* _WORK TO BE COMPLETED_
In the interview excerpt, what kinds of situations are the women coming from who take part in Design for Joy's transitional work experience?

* _SELECTION_
================================

Amy: Today we’re talking to Cary Heise. Cary is a wife and mom to two teens, she’s a gatherer of people, a serial entrepreneur, and the founder of a nonprofit. Her passion is encouraging women to do their next-best-thing, whether it’s a professional step or growth in their faith.
Design for Joy, Cary’s non-profit, is a transitional work experience for women coming from trafficking, homelessness, time in prison, overcoming addiction, or other vulnerable situations. They provide living-wage work while building confidence, refreshing resumes, and launching equipped women into the marketplace.
Amy: Cary, we are so excited to have you here today, and I have to tell our listeners that you are one of my local everyday real-life friends. Welcome to Grit ‘n’ Grace!
Cary: Thank you! Thank you for having me!
Amy: Oh, so excited. So I’ve gotten to have a front-row seat to all that God has been doing in your life here recently, but tell us about it. What’s up with you?

================================

* _Location annotation dataset excerpts_
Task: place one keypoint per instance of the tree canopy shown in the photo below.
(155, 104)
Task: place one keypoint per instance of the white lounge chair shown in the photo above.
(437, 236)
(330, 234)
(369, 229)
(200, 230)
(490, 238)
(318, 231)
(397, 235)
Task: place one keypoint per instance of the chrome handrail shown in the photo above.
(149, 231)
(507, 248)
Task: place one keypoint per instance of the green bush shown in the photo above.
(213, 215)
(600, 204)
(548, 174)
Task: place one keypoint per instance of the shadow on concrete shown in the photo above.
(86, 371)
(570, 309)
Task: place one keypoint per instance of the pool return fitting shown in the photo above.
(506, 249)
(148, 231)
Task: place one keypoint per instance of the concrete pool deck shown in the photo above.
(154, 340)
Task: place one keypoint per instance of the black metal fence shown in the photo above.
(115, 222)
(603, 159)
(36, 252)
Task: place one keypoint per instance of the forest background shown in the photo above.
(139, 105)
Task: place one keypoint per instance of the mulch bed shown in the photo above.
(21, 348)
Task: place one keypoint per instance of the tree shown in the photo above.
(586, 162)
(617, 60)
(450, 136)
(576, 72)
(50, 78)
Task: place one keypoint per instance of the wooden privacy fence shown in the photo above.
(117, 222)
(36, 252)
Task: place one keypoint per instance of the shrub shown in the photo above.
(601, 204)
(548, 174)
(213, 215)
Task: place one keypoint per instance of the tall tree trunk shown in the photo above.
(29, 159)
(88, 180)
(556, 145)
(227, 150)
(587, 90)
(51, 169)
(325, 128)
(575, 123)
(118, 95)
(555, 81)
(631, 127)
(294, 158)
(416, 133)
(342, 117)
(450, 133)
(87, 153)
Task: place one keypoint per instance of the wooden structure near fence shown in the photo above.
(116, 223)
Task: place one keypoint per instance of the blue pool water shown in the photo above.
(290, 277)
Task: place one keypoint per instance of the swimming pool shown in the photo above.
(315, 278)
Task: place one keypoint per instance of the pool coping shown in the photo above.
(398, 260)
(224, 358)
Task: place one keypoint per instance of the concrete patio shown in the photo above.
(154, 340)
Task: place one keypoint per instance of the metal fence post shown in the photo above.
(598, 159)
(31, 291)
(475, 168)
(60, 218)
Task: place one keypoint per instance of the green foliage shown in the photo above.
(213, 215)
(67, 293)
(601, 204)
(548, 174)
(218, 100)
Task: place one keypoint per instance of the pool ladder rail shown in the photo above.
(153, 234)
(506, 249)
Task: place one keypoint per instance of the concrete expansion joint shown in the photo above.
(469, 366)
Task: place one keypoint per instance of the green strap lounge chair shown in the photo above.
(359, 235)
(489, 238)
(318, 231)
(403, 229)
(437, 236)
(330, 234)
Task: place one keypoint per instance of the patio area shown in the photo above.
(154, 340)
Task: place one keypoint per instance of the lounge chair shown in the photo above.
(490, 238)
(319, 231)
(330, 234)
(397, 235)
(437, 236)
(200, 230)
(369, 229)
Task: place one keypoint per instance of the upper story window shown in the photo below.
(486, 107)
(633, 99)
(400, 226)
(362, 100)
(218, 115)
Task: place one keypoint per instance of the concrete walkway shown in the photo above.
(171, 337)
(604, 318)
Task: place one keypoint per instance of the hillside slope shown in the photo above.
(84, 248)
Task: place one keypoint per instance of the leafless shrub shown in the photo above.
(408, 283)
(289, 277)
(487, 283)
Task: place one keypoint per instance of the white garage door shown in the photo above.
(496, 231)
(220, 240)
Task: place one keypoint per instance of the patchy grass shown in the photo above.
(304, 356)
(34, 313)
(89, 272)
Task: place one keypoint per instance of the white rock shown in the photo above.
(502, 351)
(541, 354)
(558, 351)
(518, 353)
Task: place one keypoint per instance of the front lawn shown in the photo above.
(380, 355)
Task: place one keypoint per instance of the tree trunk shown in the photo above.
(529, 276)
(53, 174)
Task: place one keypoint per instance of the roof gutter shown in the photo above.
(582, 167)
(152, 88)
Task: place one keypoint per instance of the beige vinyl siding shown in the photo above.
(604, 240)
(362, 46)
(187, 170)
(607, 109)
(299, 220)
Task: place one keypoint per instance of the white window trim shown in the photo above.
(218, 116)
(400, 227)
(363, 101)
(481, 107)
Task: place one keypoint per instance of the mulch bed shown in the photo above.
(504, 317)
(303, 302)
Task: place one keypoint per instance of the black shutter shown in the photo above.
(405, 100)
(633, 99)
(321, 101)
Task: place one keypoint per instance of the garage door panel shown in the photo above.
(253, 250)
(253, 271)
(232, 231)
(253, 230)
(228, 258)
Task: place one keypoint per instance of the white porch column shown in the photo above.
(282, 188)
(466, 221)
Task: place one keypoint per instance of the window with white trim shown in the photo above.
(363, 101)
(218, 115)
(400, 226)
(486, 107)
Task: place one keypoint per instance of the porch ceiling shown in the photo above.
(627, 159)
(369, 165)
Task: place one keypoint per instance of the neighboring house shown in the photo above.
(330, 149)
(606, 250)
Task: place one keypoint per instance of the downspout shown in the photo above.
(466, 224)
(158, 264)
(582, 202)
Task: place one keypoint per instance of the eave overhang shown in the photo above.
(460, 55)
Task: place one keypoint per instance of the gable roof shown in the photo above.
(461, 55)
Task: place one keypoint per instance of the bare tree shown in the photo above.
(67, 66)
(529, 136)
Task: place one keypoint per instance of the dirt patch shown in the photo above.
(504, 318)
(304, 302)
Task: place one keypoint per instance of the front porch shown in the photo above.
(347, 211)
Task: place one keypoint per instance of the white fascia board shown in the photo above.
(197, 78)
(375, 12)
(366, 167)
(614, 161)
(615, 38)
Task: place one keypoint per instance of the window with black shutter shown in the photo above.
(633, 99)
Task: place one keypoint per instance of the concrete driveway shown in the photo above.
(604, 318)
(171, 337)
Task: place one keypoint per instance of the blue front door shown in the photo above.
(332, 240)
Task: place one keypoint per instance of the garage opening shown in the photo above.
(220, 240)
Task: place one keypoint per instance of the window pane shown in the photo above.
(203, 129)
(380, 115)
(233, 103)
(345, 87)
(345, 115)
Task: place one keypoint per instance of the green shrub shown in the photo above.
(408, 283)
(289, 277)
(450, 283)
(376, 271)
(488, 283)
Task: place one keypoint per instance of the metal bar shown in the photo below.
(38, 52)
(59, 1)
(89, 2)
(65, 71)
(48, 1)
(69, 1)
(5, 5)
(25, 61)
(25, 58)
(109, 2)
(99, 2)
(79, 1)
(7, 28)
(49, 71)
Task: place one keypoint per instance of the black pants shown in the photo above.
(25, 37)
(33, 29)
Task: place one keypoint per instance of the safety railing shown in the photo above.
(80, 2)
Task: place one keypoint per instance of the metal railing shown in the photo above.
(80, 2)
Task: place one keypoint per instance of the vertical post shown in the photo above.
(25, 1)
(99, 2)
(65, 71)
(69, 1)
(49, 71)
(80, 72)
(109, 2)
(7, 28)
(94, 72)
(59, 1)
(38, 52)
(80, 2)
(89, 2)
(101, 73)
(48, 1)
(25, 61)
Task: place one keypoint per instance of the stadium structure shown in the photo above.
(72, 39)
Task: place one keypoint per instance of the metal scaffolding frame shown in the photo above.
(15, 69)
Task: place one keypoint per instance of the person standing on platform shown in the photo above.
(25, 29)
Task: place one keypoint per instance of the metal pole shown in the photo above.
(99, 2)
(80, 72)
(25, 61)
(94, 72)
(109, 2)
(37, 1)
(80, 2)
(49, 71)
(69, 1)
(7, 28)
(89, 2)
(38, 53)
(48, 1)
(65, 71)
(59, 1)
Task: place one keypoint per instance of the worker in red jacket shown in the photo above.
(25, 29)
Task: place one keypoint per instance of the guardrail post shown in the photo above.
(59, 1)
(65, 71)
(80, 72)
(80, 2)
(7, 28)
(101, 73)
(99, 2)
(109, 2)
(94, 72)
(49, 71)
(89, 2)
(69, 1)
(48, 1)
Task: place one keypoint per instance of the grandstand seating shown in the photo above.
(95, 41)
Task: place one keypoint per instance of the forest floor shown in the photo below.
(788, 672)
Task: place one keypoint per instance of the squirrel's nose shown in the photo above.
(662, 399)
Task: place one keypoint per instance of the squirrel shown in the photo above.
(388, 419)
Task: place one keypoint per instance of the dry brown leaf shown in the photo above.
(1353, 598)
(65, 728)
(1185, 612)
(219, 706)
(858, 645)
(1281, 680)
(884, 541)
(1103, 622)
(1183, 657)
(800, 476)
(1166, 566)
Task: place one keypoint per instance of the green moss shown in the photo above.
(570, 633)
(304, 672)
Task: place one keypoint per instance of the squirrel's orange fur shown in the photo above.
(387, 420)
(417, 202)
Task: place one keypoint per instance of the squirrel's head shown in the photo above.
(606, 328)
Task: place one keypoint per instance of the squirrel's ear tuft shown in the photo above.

================================

* _RESULT OF THE TASK_
They are coming from trafficking, homelessness, time in prison, overcoming addiction, or other vulnerable situations.